── Source text

MahmoudAshraf97 / whisper-diarization

Automatic Speech Recognition with Speaker Diarization based on OpenAI Whisper
BSD 2-Clause "Simplified" License
3.69k stars 325 forks source link

Diarization is not working fine for all audios #147

Open Asma-droid opened 10 months ago

Asma-droid commented 10 months ago

Diarization is not working fine for me. For some audios, all segments are identifies by Speaker 0. Are there some solutions to improve diarization quality ?

Yjppj commented 10 months ago

I had the same problem

GuyPaddock commented 3 months ago

I just ran into this. Do you get the same results if you were to try the transcription on just a few minutes of your audio at a time?

I have an audio file that's 41 minutes long and has about 16 speakers (total), and every single speaker comes out as "Speaker 0" in the transcript. However, if I extract a 5-minute chunk of the audio file and transcribe just that chunk, I get pretty good results, with two similar-sounding speakers sometimes getting categorized together (understandable, though).

I have also noticed that I get different speaker identification in parallel vs. non-parallel diarize.py with the five-minute clip. For my clip, the parallel version looked more correct (the actual transcript was identical between the two; it was just the speaker identification that was more wrong in the non-parallel version).

MahmoudAshraf97 commented 3 months ago

@GuyPaddock , can you upload the audio file to reproduce?

GuyPaddock commented 3 months ago

Sadly, it's a student project with audio taken from some commercial IP I can't share publicly, but if there's some private way to share it I could.

GuyPaddock commented 3 months ago

Also, thank you for the fast reply and for your work on this project! I am happy to help any way that I can.

MahmoudAshraf97 commented 3 months ago

you can upload it to a drive link and share it with me hassouna97.ma@gmail.com

GuyPaddock commented 3 months ago

Shared! Let me know if you don't receive an email from Drive.

────
── Information given

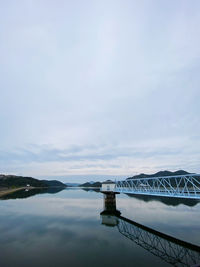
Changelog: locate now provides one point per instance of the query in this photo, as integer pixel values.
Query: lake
(67, 228)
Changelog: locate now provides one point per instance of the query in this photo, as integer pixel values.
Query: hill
(159, 174)
(21, 181)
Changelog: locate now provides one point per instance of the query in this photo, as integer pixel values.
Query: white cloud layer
(99, 87)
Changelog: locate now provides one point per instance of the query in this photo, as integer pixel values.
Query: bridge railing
(184, 186)
(169, 249)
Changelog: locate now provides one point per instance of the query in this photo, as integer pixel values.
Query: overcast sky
(96, 88)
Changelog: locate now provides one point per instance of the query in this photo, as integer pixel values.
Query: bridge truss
(169, 249)
(181, 186)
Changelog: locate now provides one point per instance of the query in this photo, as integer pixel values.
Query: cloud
(99, 88)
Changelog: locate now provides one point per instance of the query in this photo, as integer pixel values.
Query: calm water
(65, 229)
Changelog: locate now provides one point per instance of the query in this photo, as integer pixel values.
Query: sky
(95, 89)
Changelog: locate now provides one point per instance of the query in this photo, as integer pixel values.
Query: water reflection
(173, 251)
(53, 229)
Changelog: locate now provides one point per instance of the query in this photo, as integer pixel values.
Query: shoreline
(10, 191)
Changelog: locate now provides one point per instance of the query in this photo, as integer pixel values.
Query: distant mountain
(21, 181)
(93, 184)
(159, 174)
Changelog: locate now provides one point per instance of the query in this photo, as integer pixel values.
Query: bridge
(171, 250)
(180, 186)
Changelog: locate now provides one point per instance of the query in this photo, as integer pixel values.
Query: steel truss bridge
(173, 251)
(181, 186)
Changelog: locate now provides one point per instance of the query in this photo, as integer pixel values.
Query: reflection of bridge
(168, 248)
(181, 186)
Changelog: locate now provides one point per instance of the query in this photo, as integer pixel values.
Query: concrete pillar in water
(110, 213)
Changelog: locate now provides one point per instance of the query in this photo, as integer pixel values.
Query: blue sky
(96, 88)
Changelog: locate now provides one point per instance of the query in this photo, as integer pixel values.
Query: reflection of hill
(167, 200)
(91, 189)
(32, 192)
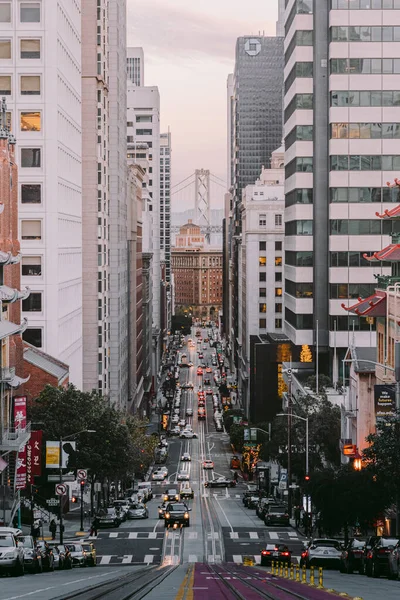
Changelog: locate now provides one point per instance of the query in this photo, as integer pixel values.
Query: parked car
(322, 552)
(32, 555)
(47, 555)
(377, 561)
(277, 553)
(177, 514)
(12, 555)
(89, 551)
(352, 557)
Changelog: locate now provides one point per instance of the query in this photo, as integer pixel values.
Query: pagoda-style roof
(390, 254)
(373, 306)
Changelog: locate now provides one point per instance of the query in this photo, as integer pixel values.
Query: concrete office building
(119, 304)
(95, 197)
(135, 66)
(342, 129)
(40, 75)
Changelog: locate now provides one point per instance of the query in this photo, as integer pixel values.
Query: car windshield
(26, 541)
(6, 541)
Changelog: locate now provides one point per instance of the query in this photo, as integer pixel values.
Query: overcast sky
(189, 50)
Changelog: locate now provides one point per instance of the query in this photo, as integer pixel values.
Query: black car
(352, 555)
(377, 562)
(46, 553)
(277, 515)
(177, 513)
(32, 555)
(277, 553)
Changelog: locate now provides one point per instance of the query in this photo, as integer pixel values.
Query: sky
(189, 51)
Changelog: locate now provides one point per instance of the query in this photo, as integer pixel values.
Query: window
(33, 303)
(30, 121)
(5, 49)
(33, 335)
(31, 266)
(30, 48)
(31, 193)
(30, 12)
(5, 12)
(5, 85)
(31, 157)
(31, 230)
(30, 85)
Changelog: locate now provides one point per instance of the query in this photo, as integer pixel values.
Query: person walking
(53, 529)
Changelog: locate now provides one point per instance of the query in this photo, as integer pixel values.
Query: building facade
(197, 273)
(342, 122)
(40, 73)
(95, 197)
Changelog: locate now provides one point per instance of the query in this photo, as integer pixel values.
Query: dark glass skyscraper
(258, 107)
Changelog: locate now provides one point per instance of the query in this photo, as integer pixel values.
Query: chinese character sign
(20, 412)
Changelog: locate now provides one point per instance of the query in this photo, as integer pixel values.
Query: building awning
(390, 254)
(373, 306)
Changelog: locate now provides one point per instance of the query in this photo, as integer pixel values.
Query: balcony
(13, 438)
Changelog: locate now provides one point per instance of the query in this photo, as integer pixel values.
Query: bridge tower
(202, 201)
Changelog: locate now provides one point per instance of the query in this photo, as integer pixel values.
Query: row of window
(363, 66)
(360, 162)
(364, 131)
(365, 98)
(365, 34)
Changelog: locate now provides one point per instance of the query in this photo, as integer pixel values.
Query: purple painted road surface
(220, 582)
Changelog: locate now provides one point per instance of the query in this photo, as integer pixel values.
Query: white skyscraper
(40, 75)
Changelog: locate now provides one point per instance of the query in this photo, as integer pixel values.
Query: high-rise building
(40, 74)
(165, 201)
(135, 65)
(118, 277)
(342, 125)
(95, 195)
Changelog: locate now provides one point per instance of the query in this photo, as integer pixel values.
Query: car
(220, 482)
(89, 551)
(32, 555)
(351, 559)
(322, 552)
(108, 517)
(47, 555)
(177, 514)
(377, 562)
(186, 491)
(171, 494)
(187, 434)
(277, 553)
(138, 510)
(77, 555)
(276, 515)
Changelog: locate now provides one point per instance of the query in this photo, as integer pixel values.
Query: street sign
(61, 489)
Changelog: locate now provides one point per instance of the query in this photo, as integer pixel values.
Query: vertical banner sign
(20, 412)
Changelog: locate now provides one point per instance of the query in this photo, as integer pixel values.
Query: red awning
(373, 306)
(391, 254)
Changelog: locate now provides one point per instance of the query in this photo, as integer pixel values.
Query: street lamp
(62, 440)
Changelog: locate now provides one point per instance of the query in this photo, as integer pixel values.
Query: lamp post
(62, 440)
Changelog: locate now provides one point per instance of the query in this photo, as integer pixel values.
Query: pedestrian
(53, 529)
(297, 516)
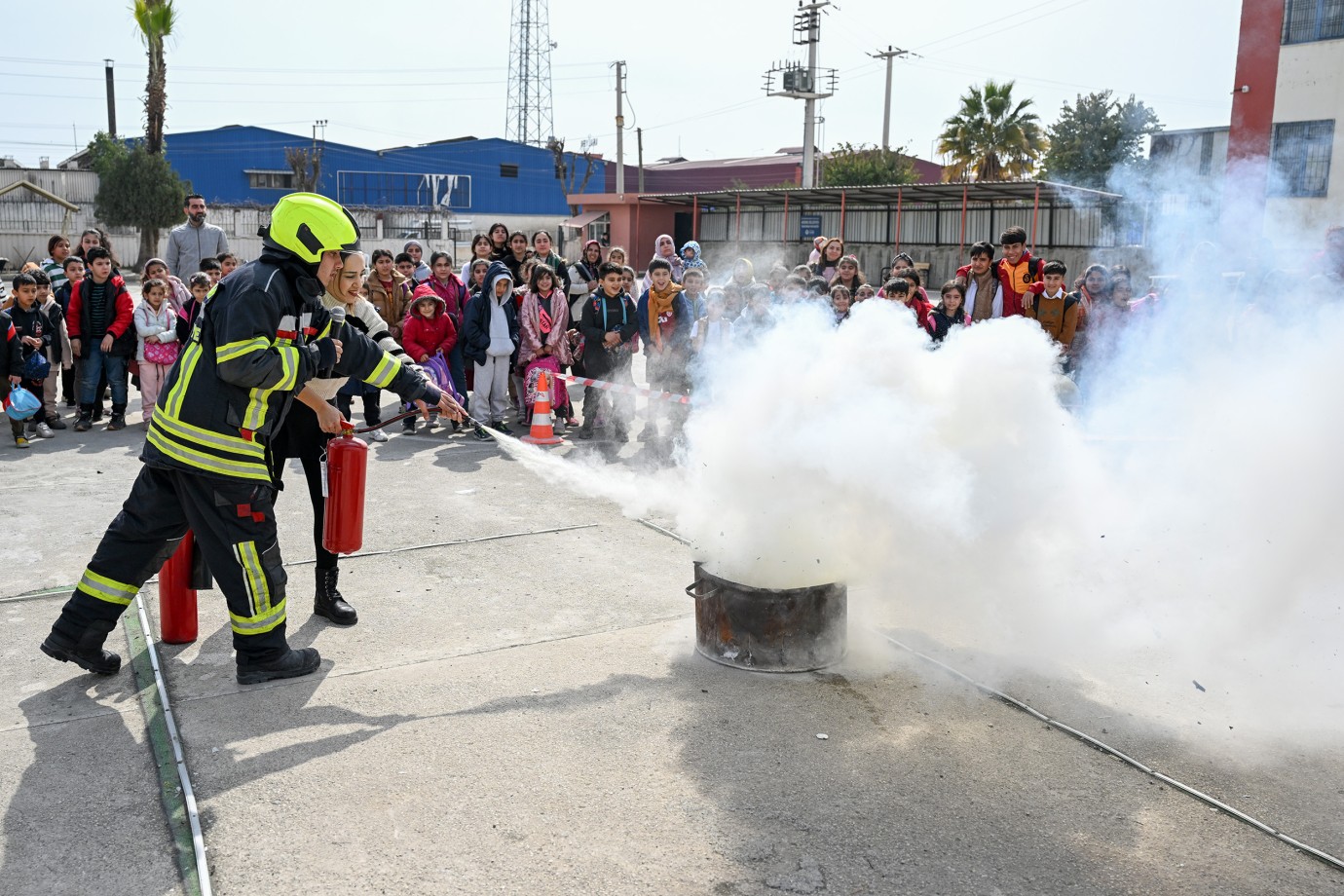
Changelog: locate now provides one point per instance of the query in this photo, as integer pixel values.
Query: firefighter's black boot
(288, 665)
(87, 651)
(85, 421)
(329, 604)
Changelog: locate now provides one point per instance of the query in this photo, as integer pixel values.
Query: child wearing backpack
(156, 328)
(1054, 309)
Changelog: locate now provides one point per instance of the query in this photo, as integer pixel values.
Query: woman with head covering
(665, 248)
(417, 253)
(303, 436)
(691, 257)
(828, 265)
(583, 276)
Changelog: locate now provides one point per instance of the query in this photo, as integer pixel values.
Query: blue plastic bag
(21, 403)
(36, 367)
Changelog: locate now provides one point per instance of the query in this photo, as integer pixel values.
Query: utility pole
(619, 128)
(639, 137)
(891, 53)
(812, 13)
(529, 116)
(803, 82)
(112, 102)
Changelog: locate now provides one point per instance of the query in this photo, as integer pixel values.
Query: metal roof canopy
(894, 194)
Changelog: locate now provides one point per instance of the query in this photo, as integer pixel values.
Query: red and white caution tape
(625, 390)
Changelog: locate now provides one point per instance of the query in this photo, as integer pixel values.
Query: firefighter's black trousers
(234, 526)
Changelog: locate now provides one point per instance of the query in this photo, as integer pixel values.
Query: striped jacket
(250, 351)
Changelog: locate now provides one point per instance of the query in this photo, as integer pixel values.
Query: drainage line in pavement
(667, 532)
(60, 591)
(1210, 801)
(179, 799)
(64, 590)
(456, 541)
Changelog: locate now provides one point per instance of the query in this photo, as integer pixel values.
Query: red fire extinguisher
(176, 595)
(347, 465)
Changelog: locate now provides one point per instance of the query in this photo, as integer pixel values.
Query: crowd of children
(517, 311)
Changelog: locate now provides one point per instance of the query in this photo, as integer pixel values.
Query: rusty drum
(767, 629)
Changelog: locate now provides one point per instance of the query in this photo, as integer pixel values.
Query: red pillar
(962, 222)
(898, 220)
(1035, 219)
(1252, 116)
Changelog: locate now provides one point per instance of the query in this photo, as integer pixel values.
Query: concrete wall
(27, 238)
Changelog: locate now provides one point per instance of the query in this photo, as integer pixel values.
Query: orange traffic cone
(543, 431)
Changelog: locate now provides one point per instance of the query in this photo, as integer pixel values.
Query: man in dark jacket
(609, 322)
(491, 340)
(262, 335)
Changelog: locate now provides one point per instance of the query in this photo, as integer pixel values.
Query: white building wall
(1311, 88)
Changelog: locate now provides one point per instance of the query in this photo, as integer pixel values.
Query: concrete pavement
(527, 715)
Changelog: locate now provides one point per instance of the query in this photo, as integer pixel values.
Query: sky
(414, 71)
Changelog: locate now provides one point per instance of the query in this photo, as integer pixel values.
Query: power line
(175, 82)
(410, 70)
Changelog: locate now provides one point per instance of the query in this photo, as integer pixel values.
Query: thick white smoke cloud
(1185, 514)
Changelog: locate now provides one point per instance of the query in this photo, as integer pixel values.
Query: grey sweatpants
(490, 396)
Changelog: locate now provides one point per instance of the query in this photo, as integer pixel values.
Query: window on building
(1206, 155)
(1305, 20)
(271, 179)
(1300, 160)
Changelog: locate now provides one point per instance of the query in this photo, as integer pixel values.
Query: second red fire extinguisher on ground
(343, 481)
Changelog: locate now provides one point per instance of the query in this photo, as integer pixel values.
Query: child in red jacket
(102, 335)
(428, 329)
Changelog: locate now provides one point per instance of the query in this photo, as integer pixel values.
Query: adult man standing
(194, 240)
(260, 337)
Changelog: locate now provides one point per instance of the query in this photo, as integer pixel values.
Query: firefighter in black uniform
(262, 335)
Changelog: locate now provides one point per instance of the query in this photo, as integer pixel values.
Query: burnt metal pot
(767, 629)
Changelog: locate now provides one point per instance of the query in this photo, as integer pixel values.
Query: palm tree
(990, 137)
(155, 19)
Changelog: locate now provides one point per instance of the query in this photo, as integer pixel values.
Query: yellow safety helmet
(308, 225)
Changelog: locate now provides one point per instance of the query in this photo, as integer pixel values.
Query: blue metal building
(241, 166)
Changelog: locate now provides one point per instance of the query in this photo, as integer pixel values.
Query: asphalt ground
(529, 715)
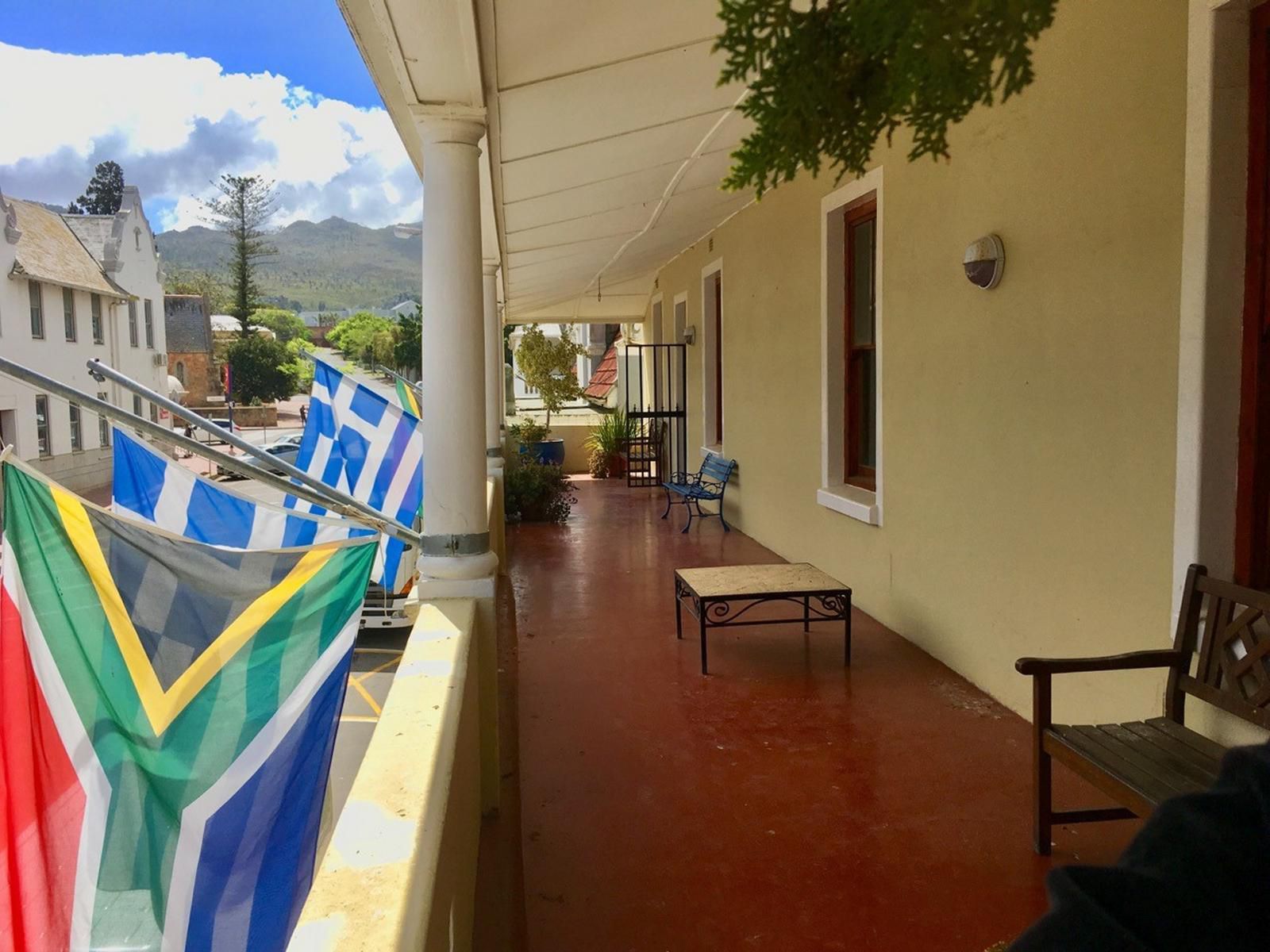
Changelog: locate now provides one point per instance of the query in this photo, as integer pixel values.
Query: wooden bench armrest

────

Problems to solve ::
**a)** In the whisper-diarization issue thread, how long is GuyPaddock's audio file, and how many speakers does it contain?
**b)** Pick up the whisper-diarization issue thread after its final comment and write how it continues.
The items have no connection to the whisper-diarization issue thread.

Outputs in order ::
**a)** It is 41 minutes long and has about 16 speakers in total.

**b)**
MahmoudAshraf97 commented 3 months ago

Got it, I'm currently working om pushing some updates to this repo, I'll debug it after

GuyPaddock commented 3 months ago

Thanks!

GuyPaddock commented 3 months ago

BTW I am not using stems because I got better transcription with this particular audio file without it. I'm also using Whisper v3. So, my command line looks like this:

python diarize_parallel.py --audio ./input.wav --language en --whisper-model large-v3 --device 'cuda' --no-stem
GuyPaddock commented 2 months ago

@MahmoudAshraf97 Today I tried actually listening to the audio at the timestamps indicated in the SRT for the file that I shared with you and I'm finding that the times don't line up with the line that's been spoken. In many cases, the timestamps in the SRT are 5-15 seconds before the text that was transcribed, and might not even contain the entire line of dialogue. I wonder if that's impacting speaker attribution?

Chi8wah commented 1 week ago

facing the same problem, is there any update? My situation is that when I use a single person's 6 seconds audio, it could be identified into 2 speakers, however, when I use a 30+ minutes and more than maybe 8 people audio, it could only identify 1 speakers which cause all speakers are 'Speaker 0'.